## Description of the task
Could you write out all of the data below again, swapping in "steel railing" wherever "metal railing" appears and leaving everything else unchanged?

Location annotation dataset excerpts
/---

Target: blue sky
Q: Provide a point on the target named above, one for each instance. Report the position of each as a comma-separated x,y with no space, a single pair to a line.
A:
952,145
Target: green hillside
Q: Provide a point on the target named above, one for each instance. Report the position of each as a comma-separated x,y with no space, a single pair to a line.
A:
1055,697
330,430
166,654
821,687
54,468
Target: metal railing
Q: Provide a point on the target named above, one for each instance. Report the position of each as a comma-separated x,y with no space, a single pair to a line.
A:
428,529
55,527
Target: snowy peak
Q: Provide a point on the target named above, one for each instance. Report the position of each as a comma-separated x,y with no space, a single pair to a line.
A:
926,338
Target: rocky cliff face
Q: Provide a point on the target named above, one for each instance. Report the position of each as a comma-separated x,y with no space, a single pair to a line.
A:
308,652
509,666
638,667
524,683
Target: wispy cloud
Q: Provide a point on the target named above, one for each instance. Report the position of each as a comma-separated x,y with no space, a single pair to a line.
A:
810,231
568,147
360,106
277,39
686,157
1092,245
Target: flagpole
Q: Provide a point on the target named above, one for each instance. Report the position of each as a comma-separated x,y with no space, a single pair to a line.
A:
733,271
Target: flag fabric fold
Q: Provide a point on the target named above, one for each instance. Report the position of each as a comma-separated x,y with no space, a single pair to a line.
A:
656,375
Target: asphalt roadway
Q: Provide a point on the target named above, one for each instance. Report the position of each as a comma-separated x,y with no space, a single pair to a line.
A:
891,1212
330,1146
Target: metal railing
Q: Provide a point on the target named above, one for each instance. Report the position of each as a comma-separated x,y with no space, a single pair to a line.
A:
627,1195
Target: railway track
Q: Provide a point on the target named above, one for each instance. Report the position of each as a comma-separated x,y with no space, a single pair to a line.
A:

\---

## Solution to this exercise
Target: blue sky
Q: Provide a point on the target named above, one for each instance. Report the position of each as a comma-separated x,y with no space, a single pair to a line.
A:
952,145
Target: green hillside
Q: Provide a point on the target named above, one for each instance. Report the position of each as a comma-separated x,y with no space, a single pair to a line.
A:
1055,697
330,430
166,654
821,687
54,468
Target: steel railing
Q: Provide a point on the target named above, one for each instance. Report the position of each as a comma-separated x,y with no space, a single pair to a line.
A:
428,529
55,527
Target: snowy peak
Q: Provide a point on the target named above, one for each instance. Report the position of each as a comma-separated x,y with no space, a single pair to a line.
A:
926,338
Target: rocky cliff face
Q: Provide a point on the target named above, one for each instance. Report the position of each as a comma-separated x,y with no space, a single pair to a line.
A:
308,652
509,666
638,667
524,683
Target: wispy cloud
Q: Provide a point on the target named above, one for each instance. Report the position of each as a comma-separated x,y with no space, a single pair to a line.
A:
810,231
568,147
360,106
277,39
686,157
1092,245
Target: flagpole
Q: Provide a point on the target named above, one for each instance. Report the position of each as a comma-separated x,y with no space, a single pair to a line.
A:
733,271
Target: flag fabric fold
Q: Provide a point on the target named above, one for each instance. Report the position of each as a comma-separated x,y with no space, a single pair to a line.
A:
656,375
Target: asphalt roadway
Q: Provide a point on the target named above, one for each instance. Report the position of each as a comma-separated x,y with no space, a single pair to a line.
A:
891,1212
330,1146
Target: steel railing
Q: Provide a point on the target named above, one for each instance. Report the position of each as a comma-separated x,y with no space, a single pair to a line.
A:
627,1195
Target: railway track
Q: Provide a point on the target named above, one for each instance. Report the position of each as a comma-separated x,y with no space, a single pair to a line.
A:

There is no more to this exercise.